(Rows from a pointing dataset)

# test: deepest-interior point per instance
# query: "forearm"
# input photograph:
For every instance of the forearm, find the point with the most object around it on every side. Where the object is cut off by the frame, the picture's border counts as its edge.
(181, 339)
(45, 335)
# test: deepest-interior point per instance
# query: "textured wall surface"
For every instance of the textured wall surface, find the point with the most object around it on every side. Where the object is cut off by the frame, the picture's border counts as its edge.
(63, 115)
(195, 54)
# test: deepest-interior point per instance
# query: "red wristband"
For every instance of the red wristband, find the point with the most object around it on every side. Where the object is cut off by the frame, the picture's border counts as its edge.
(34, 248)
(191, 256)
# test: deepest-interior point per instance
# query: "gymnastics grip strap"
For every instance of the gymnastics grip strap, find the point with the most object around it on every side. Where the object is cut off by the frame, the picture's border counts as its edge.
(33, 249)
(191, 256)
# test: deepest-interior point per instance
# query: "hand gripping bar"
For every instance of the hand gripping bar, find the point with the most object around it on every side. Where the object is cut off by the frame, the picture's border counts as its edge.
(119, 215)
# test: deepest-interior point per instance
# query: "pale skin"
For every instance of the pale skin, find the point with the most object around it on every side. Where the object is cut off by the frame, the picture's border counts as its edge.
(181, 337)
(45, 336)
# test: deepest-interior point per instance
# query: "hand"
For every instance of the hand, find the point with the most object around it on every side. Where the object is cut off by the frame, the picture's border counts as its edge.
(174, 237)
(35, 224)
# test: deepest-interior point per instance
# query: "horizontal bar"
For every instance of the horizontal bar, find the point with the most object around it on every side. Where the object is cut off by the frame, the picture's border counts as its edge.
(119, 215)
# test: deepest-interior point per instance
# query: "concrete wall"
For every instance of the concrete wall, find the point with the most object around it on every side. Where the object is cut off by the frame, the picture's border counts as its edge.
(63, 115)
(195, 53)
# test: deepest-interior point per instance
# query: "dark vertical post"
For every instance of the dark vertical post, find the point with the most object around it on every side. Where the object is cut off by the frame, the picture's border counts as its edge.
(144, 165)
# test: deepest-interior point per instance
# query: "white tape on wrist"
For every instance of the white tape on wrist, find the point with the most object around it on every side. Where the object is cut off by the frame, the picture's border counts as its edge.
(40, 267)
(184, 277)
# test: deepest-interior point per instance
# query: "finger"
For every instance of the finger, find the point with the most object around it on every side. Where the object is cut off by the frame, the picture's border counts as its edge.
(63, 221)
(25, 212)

TASK DETAILS: Could you quote the material above in full, exactly as it stands?

TASK OUTPUT:
# test: deepest-interior point per instance
# query: "forearm"
# input photograph:
For every instance of the forearm, find the point with the most object around it on every side. Where the object is cut off by the frame, the picture's border counts as its edge.
(181, 339)
(45, 335)
# test: deepest-interior point per instance
# query: "textured wall surface"
For every instance of the textured wall surface, find the point with the most object around it on every side. Where the object is cut off by the frame, the picture's border counts as its edge.
(63, 115)
(195, 54)
# test: deepest-interior point per instance
# query: "red wristband"
For every instance of the red wristband, find the point with the most object around it on every side. Where the object is cut off by the frame, the picture's border counts as its edge.
(34, 248)
(191, 256)
# test: deepest-interior point per instance
# query: "gymnastics grip strap"
For every instance of the gymnastics grip strap, find the point with the most object around it on every side. Where the object is cut off by the frame, the picture's border counts as its edge.
(33, 249)
(191, 256)
# test: deepest-interior point per instance
# query: "hand gripping bar"
For every instance of the hand gripping bar, find the point with the most object around it on every side. Where the object is cut off by the frame, the picture's border counts as its edge.
(119, 215)
# test: deepest-interior point per instance
# query: "pale skin"
For every instance of the pale skin, find the point with the most object around it on every side. Where the object is cut off by the frame, the picture's border counts as its edge.
(181, 337)
(45, 336)
# test: deepest-interior point per instance
# query: "hand"
For every instance of the hand, find the point with the most object around it on every side. Where the object is cut off by the frame, the picture's border counts as its edge.
(174, 237)
(35, 224)
# test: deepest-interior point per instance
# query: "horizontal bar"
For every instance of the horizontal bar, find the point with the most object around it on every side. Where the object is cut off by the frame, the picture's border counts as its edge.
(119, 215)
# test: deepest-interior point per instance
# query: "concrete wall"
For every instance of the concrete wall, find the point with the most object around it on every side. Where the object is cut off by the frame, the picture's border counts as its edge.
(63, 115)
(195, 53)
# test: deepest-interior point per instance
# query: "dark vertical post"
For every instance of the dark vertical post, find the point with the most object around it on every side. Where the object is cut off by the frame, the picture's border counts as its edge.
(144, 165)
# test: deepest-interior point per instance
# query: "white tape on wrist"
For every instance of the white tape on wrist, find the point with the most object around it on every side. Where the object is cut off by the frame, the picture's border counts as its edge.
(40, 267)
(184, 277)
# test: deepest-interior point per instance
# query: "finger"
For every instance of the finger, find the point with the most object around it on every side. Where the object is cut off by the frame, the picture's border counts as its edge.
(63, 221)
(25, 212)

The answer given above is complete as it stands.